_Extracted information_

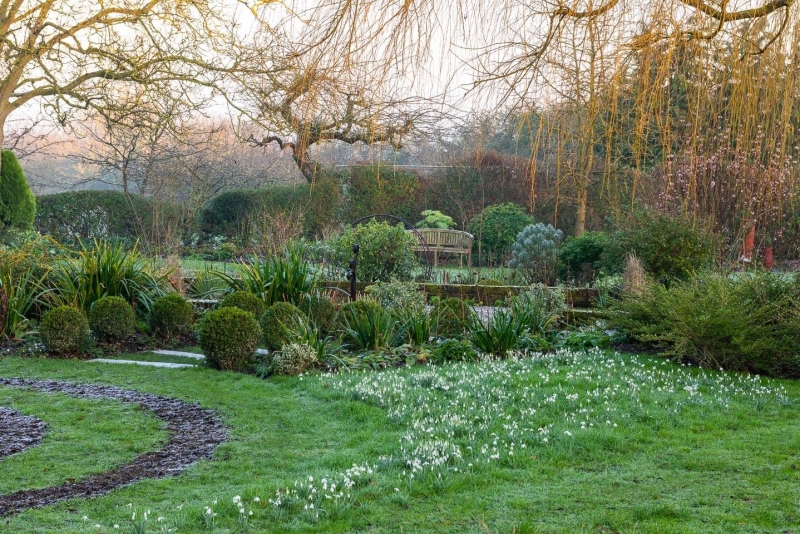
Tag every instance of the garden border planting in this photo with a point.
(194, 434)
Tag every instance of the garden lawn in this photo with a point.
(576, 442)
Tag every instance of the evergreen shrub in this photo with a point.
(385, 251)
(17, 204)
(171, 316)
(112, 319)
(229, 338)
(65, 331)
(496, 228)
(293, 359)
(246, 301)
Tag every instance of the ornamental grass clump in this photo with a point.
(371, 329)
(65, 331)
(112, 319)
(171, 316)
(229, 338)
(103, 270)
(535, 253)
(320, 311)
(246, 301)
(293, 359)
(280, 324)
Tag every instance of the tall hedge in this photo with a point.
(87, 215)
(376, 189)
(17, 205)
(229, 213)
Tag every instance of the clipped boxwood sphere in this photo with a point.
(112, 319)
(278, 322)
(321, 311)
(246, 301)
(449, 316)
(65, 331)
(229, 338)
(359, 307)
(171, 316)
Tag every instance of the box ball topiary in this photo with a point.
(278, 323)
(246, 301)
(112, 319)
(171, 316)
(321, 311)
(229, 338)
(65, 331)
(293, 359)
(359, 307)
(449, 316)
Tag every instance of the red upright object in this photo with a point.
(749, 243)
(768, 258)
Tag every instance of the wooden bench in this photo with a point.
(448, 241)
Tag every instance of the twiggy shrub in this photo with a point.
(112, 319)
(750, 323)
(229, 338)
(320, 311)
(171, 316)
(293, 359)
(397, 297)
(65, 331)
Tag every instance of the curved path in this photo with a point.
(194, 434)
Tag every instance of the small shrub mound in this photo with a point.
(244, 300)
(112, 319)
(449, 317)
(229, 338)
(453, 350)
(279, 322)
(321, 311)
(171, 316)
(293, 359)
(65, 331)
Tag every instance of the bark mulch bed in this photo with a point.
(194, 434)
(18, 431)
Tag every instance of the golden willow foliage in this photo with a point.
(685, 105)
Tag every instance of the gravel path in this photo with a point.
(194, 435)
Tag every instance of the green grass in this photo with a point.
(83, 437)
(151, 357)
(691, 451)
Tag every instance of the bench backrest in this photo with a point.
(437, 237)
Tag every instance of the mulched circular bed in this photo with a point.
(194, 434)
(18, 431)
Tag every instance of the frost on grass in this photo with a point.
(462, 415)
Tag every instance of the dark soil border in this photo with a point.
(194, 434)
(18, 431)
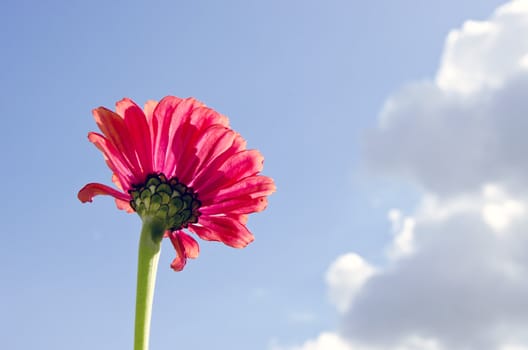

_Your objective_
Turn the lines above into a numbered list with no blank lines, and omit the pictures.

_Answer to this task_
1. Tag every instance of the garden border planting in this photo with a point.
2. (194, 434)
3. Tag every instance of the garden lawn in this photo with a point.
4. (576, 442)
5. Tag every instance of the evergreen shrub in this photo with a point.
6. (385, 251)
7. (17, 204)
8. (171, 316)
9. (112, 319)
10. (229, 338)
11. (65, 331)
12. (496, 228)
13. (293, 359)
14. (246, 301)
15. Tag every instance of the ornamental grass clump in this photo with a point.
16. (371, 329)
17. (65, 331)
18. (112, 319)
19. (171, 316)
20. (229, 338)
21. (103, 270)
22. (535, 253)
23. (320, 311)
24. (246, 301)
25. (293, 359)
26. (280, 324)
27. Tag every instance of the tall hedge in this photo with a point.
28. (87, 215)
29. (376, 189)
30. (17, 205)
31. (229, 213)
32. Tag every instance of the clipped boxwood sphere in this photo with a point.
33. (112, 319)
34. (278, 322)
35. (321, 311)
36. (246, 301)
37. (449, 316)
38. (65, 331)
39. (229, 338)
40. (359, 307)
41. (171, 316)
42. Tag every instance of the box ball topiary in this photo with a point.
43. (278, 323)
44. (246, 301)
45. (112, 319)
46. (171, 316)
47. (321, 311)
48. (229, 338)
49. (65, 331)
50. (293, 359)
51. (359, 307)
52. (449, 316)
53. Tag every instance of the red upright object in this photo with a point.
54. (749, 243)
55. (768, 258)
56. Tag every instance of the wooden bench in this photo with a point.
57. (448, 241)
58. Tag every instance of the twiggy shrub in this photo with a point.
59. (112, 319)
60. (750, 323)
61. (229, 338)
62. (320, 311)
63. (171, 316)
64. (293, 359)
65. (397, 297)
66. (65, 331)
67. Tag every instance of the curved path in this photo with a point.
68. (194, 434)
69. Tag every instance of the small shrub mound in this photo with a point.
70. (244, 300)
71. (112, 319)
72. (449, 317)
73. (229, 338)
74. (453, 350)
75. (279, 322)
76. (321, 311)
77. (171, 316)
78. (293, 359)
79. (65, 331)
80. Tag every instance of the bark mulch bed in this photo with a point.
81. (194, 434)
82. (18, 431)
83. Tag every instance of the golden willow foliage in this photo with a point.
84. (685, 105)
85. Tag every instance of the gravel path in this photo with a point.
86. (194, 435)
87. Tag every instance of the green grass in this photo with a point.
88. (83, 437)
89. (151, 357)
90. (691, 451)
91. Tag every instance of the bench backrest in this photo with a point.
92. (437, 237)
93. Tag every instance of the mulched circular bed in this photo with a point.
94. (194, 434)
95. (18, 431)
96. Tag every instance of the frost on grass in this photo with a point.
97. (462, 415)
98. Tag every instance of the dark soil border in this photo with a point.
99. (194, 434)
100. (18, 431)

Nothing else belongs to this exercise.